→ **Request**:
Rescale all the entries below: copy out every line of each one unchanged, except that every bounding box coordinate in the answers is multiplied by 2.2 and rounded to a whole number, with halves rounded up.

→ **Items**:
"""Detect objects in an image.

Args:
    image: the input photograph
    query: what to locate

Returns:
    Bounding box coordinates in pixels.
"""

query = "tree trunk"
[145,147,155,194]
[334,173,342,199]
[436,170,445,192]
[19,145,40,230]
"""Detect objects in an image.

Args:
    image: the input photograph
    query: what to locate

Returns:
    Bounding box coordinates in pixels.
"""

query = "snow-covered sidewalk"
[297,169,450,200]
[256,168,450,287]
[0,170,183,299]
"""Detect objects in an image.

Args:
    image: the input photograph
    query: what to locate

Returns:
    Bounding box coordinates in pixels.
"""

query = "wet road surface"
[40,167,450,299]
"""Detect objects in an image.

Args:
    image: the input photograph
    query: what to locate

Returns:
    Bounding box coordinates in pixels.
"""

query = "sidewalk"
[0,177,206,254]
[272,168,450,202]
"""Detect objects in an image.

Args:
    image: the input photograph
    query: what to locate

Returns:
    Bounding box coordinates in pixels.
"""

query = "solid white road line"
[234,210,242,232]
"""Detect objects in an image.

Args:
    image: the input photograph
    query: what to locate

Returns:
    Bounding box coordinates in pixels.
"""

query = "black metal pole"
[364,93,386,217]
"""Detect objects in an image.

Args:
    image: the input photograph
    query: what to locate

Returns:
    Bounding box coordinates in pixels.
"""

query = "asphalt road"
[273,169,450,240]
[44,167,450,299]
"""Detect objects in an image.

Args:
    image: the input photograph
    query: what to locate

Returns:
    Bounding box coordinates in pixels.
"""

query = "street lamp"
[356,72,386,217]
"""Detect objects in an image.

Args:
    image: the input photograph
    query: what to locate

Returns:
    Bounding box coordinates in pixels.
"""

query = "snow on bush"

→ **Answer to the exercise**:
"""Detect objects in an image.

Args:
    image: the input photograph
    query: what to locate

Returns:
    Bounding box coordinates in pixels.
"""

query = "tree trunk"
[319,323,341,427]
[735,381,752,438]
[959,374,979,422]
[42,319,88,506]
"""Detect objects in an image.

Args:
    image: the input photograph
    query: what to locate

Returns:
    Bounding box coordinates in pixels.
"""

query = "snow-covered sidewalk"
[653,372,990,440]
[563,370,990,631]
[0,374,403,658]
"""Detect objects in an image.

Args:
    image: the input photograph
    query: what to locate

Returns:
    Bounding box coordinates in pixels.
"""

query = "wet road surface"
[88,367,990,658]
"""Detect objects in an image.

Args:
    image: the input photograph
    query: what to locate

Returns:
    Bounding box coordinates in pixels.
"""

query = "sidewalk"
[0,389,453,559]
[598,370,990,444]
"""Detect objects in an image.

Args:
    image: the input photograph
    query: what to locate

Returns:
    Bounding box coordinates in pixels.
"""

query = "solid white road line"
[515,462,532,510]
"""Detect objects in an image.

Args:
    image: the input photograph
    query: what to locate

Returns:
    Bounding box coordinates in pixels.
"""

query = "black metal pole"
[801,205,849,477]
"""Detect objects in an image.

Args:
    image: the input photograph
    query: what to locate

Returns:
    Bounding box coordinates in pixels.
"""

query = "asphalt road"
[601,372,990,528]
[97,367,990,658]
"""Detect objects in an image.

Args:
    image: the input photograph
    query: what to locate

Returns:
    Bounding box coordinates in pixels.
"""

query = "street lamp"
[783,158,849,477]
"""Detect objects in an image.

Args:
    image: the input photograph
    query: what to locate

Returns:
    Bounding box coordinates in pixels.
"""

query = "snow on bush"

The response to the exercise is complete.